LESETEXT.
————

Eingereicht on 31. Juli 2025 – 14:57

Die iranische Historikerin Mehrnoush Hatefi beschäftigt sich mit der Arbeiterbewegung im Iran sowie mit der Kommunistischen Partei in den 1970er und 1980er Jahren. Als marxistische Aktivistin war sie an den Studentenstreiks im Juli 1999 und während der Grünen Bewegung 2009 beteiligt und lebt derzeit im Exil. Für RPDimanche blickt sie auf die Lage des Landes nach der amerikanisch-zionistischen Aggression zurück.

RPDimanche (RPD): Trump hat den jüngsten Angriff auf den Iran als „Zwölf-Tage-Krieg“ bezeichnet. Unabhängig vom reaktionären und klerikalen Charakter des iranischen Regimes dauert dieser „Krieg“ gegen den Iran in Wirklichkeit schon seit über 45 Jahren an. Diesmal jedoch war der Angriff direkt und umfassend.

Mehrnoush Hatefi (MH): Die Wurzeln dieser Konfrontation reichen tatsächlich bis in die Zeit nach der iranischen Revolution von 1979 zurück, was einen kleinen Rückblick erforderlich macht.

————

DATENAUSZUG.

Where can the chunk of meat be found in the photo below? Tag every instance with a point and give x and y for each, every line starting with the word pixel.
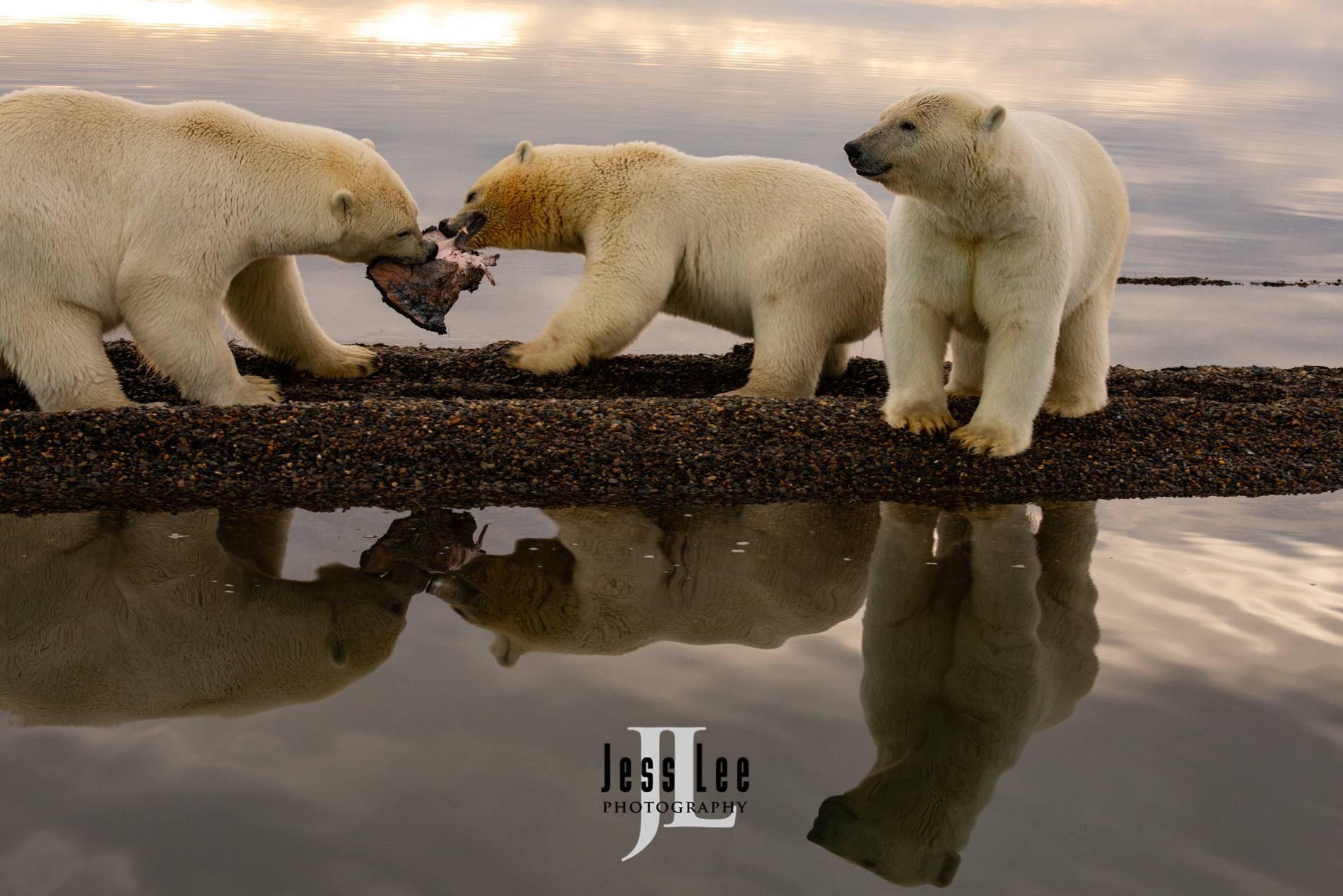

————

ARBEITSAUFTRAG.
Geben Sie aus dem Lesetext alles von „Eingereicht on 31.“ bis hinunter zu „direkt und umfassend.“ wortgetreu wieder.

LÖSUNG.
Eingereicht on 31. Juli 2025 – 14:57

Die iranische Historikerin Mehrnoush Hatefi beschäftigt sich mit der Arbeiterbewegung im Iran sowie mit der Kommunistischen Partei in den 1970er und 1980er Jahren. Als marxistische Aktivistin war sie an den Studentenstreiks im Juli 1999 und während der Grünen Bewegung 2009 beteiligt und lebt derzeit im Exil. Für RPDimanche blickt sie auf die Lage des Landes nach der amerikanisch-zionistischen Aggression zurück.

RPDimanche (RPD): Trump hat den jüngsten Angriff auf den Iran als „Zwölf-Tage-Krieg“ bezeichnet. Unabhängig vom reaktionären und klerikalen Charakter des iranischen Regimes dauert dieser „Krieg“ gegen den Iran in Wirklichkeit schon seit über 45 Jahren an. Diesmal jedoch war der Angriff direkt und umfassend.